SET TASK: Reproduce the data below, substituting "see" for every instance of "spot" and leaving all other text unchanged.

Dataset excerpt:

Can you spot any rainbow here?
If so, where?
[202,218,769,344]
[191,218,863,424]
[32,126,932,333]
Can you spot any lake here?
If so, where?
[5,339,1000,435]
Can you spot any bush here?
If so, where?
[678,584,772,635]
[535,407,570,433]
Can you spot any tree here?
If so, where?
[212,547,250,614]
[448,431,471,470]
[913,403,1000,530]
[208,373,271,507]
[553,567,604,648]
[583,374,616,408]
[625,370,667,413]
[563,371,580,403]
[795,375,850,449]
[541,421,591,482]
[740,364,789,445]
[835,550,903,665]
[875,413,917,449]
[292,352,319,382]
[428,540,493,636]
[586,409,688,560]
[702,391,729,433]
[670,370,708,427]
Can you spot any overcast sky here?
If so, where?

TASK OUTPUT:
Can you see any rainbow here?
If so, where?
[202,218,769,344]
[191,218,863,424]
[32,126,932,333]
Can you see any lake here?
If so, where?
[5,339,1000,435]
Can you see any bush here?
If so, where?
[678,584,772,635]
[535,407,570,433]
Can you see any tree here?
If so, where?
[212,547,250,614]
[448,431,471,470]
[913,403,1000,530]
[208,373,271,507]
[553,567,604,648]
[583,374,616,408]
[625,370,667,413]
[563,371,580,403]
[795,375,850,449]
[541,421,591,482]
[740,364,789,445]
[835,550,903,665]
[875,413,917,449]
[292,352,319,382]
[428,540,493,636]
[586,409,688,560]
[702,391,729,433]
[670,370,708,427]
Can you see any overcast sky here?
If so, where?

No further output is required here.